▶ [Listing]
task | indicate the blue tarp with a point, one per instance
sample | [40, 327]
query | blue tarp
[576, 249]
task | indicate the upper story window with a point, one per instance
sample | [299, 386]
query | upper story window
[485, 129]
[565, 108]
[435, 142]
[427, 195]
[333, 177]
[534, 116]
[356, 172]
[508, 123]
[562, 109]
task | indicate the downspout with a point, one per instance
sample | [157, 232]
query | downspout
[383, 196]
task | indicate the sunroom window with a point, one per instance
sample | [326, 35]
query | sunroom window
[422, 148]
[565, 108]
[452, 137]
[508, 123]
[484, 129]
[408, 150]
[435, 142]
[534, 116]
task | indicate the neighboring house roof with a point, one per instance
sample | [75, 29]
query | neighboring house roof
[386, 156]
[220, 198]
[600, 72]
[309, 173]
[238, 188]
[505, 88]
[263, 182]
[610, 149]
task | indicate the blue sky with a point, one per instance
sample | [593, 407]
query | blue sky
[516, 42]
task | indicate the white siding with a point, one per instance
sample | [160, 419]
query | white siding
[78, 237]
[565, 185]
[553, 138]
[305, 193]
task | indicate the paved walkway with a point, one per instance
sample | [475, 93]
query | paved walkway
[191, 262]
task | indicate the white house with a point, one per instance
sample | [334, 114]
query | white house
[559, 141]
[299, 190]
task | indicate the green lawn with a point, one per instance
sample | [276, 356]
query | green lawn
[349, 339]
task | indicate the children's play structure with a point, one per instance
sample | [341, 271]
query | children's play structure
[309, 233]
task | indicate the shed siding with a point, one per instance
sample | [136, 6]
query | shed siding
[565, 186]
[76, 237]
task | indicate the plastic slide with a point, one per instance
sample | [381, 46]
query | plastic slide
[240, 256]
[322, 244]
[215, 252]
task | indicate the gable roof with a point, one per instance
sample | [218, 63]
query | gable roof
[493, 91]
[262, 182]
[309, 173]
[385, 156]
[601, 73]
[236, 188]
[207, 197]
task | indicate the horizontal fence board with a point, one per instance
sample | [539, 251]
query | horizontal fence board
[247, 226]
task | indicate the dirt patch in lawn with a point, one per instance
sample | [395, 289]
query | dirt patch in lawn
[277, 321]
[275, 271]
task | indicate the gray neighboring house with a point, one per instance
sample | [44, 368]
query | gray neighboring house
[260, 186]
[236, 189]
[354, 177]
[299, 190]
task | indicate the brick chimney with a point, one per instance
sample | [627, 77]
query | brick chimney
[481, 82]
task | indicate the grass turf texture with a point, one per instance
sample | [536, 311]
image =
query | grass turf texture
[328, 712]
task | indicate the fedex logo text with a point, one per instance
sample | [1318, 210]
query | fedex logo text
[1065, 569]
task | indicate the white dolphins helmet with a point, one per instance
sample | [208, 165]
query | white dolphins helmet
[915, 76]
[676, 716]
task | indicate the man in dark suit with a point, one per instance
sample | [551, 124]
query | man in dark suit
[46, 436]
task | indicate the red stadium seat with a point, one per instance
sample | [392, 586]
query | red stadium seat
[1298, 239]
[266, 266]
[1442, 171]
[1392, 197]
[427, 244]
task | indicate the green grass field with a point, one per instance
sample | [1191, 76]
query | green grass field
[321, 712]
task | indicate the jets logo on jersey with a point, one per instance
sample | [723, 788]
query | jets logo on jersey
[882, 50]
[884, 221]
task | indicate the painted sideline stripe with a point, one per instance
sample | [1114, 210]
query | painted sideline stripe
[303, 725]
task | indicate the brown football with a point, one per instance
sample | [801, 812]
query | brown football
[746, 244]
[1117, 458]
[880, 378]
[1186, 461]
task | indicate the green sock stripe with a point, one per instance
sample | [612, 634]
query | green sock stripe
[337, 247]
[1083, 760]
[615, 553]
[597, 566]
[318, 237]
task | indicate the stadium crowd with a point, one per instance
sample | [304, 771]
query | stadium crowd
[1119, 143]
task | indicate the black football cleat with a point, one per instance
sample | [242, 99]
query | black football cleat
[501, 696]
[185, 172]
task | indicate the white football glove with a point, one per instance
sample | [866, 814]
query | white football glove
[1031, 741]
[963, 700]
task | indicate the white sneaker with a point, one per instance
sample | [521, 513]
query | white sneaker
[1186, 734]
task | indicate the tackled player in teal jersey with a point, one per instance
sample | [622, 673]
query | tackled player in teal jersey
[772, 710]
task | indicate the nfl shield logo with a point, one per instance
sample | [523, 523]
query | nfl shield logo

▶ [Written exercise] Output an exact copy of each record.

▶ [Finished task]
task | indicate the blue tarp with a point, one per instance
sample | [40, 327]
query | blue tarp
[576, 249]
task | indicate the upper story window with a point, one per instance
sample | [299, 386]
query | upper story window
[485, 129]
[565, 108]
[435, 142]
[427, 195]
[333, 177]
[534, 116]
[356, 172]
[508, 123]
[562, 109]
task | indicate the downspout with a point, one per instance
sample | [157, 232]
query | downspout
[383, 196]
task | indicate the sunroom window with a point, one per instance
sample | [326, 35]
query | sunroom window
[422, 148]
[565, 108]
[452, 137]
[508, 123]
[484, 129]
[408, 150]
[435, 142]
[534, 116]
task | indicate the neighboring house roof with a point, one per instance
sample | [75, 29]
query | neighboring house roof
[386, 156]
[220, 198]
[600, 72]
[309, 173]
[238, 188]
[505, 88]
[263, 182]
[610, 149]
task | indicate the blue sky with a point, one per instance
sample | [593, 407]
query | blue sky
[516, 42]
task | indicate the white siding with a point, one per instance
sample | [160, 419]
query | white siding
[78, 237]
[565, 185]
[553, 138]
[305, 193]
task | indicate the paved walkway with a point, one per instance
sample | [475, 93]
query | paved walkway
[191, 262]
task | indicate the white house with a point, one per instance
sample | [334, 114]
query | white house
[559, 141]
[299, 190]
task | indicate the green lawn with a point, one per instance
sample | [276, 356]
query | green lawn
[349, 339]
task | indicate the children's play structure with a point, one per instance
sample | [341, 271]
query | children's play structure
[309, 233]
task | indicate the shed siding with a point, one per instance
sample | [136, 6]
query | shed siding
[565, 186]
[76, 237]
task | indicate the plastic slide with a point, one per instance
sample | [381, 46]
query | plastic slide
[240, 256]
[322, 244]
[215, 252]
task | indicate the gable roof with a point, one per instance
sample | [218, 63]
query | gable roof
[493, 91]
[262, 182]
[309, 173]
[385, 156]
[601, 73]
[236, 188]
[207, 197]
task | indicate the horizontal fence board with a point, one per instance
sample | [539, 251]
query | horizontal fence board
[247, 226]
task | indicate the dirt patch in lawn with a point, one per instance
sample | [395, 289]
query | dirt patch in lawn
[277, 321]
[275, 271]
task | indicate the gray neighboring house with a point, one per instance
sample | [44, 368]
query | gray neighboring house
[260, 186]
[236, 189]
[354, 177]
[299, 190]
task | indicate the brick chimney with a point, one per instance
sample | [627, 77]
query | brick chimney
[481, 82]
task | indicate the grass turf texture with a point, one per instance
sample | [536, 311]
image =
query | grass turf texture
[328, 712]
task | indicate the fedex logo text with a point, one per instance
sample | [1318, 210]
query | fedex logo text
[1065, 569]
task | indicate the white dolphins helmet with a point, one per instance
sample | [208, 165]
query | white dolphins helmet
[915, 76]
[676, 716]
task | indicate the man in dark suit with a point, one per instance
sample | [551, 124]
query | man in dark suit
[46, 436]
task | indicate the red stadium seat with a point, one per instance
sample | [392, 586]
query | red stadium seat
[1298, 239]
[266, 266]
[1442, 171]
[1392, 197]
[427, 244]
task | indicate the green grass field with a point, one per instance
sample | [1191, 76]
query | green grass field
[321, 712]
task | indicate the jets logo on jersey with a point, one per instance
sample | [723, 788]
query | jets logo on jersey
[882, 50]
[884, 221]
task | indicate the painted sideline stripe with a point, one per instance
sample | [1114, 210]
query | painted sideline stripe
[303, 725]
task | indicate the brown football with a point, one per instance
sample | [801, 812]
query | brown football
[746, 244]
[1117, 458]
[880, 378]
[1186, 461]
task | indicate the green sock stripe with a point, one per instance
sample | [612, 634]
query | green sock stripe
[337, 247]
[1083, 760]
[615, 553]
[597, 566]
[318, 237]
task | indicate the stadium crowd with a point, one per instance
sample | [304, 771]
query | stadium crowd
[1119, 143]
task | indicate the black football cleat with a point, one per instance
sample | [242, 99]
query | black football cleat
[501, 696]
[185, 172]
task | indicate the white football glove with a point, one per instance
sample | [866, 814]
query | white football glove
[1031, 741]
[963, 700]
task | indicate the white sneaker with a point, one per instance
sample | [521, 513]
query | white sneaker
[1186, 734]
task | indicate the tackled player in teal jersey with a point, one per instance
sample | [622, 673]
query | tackled player in teal jersey
[772, 710]
task | indicate the nfl shield logo with a point, one per instance
sample | [523, 523]
query | nfl shield logo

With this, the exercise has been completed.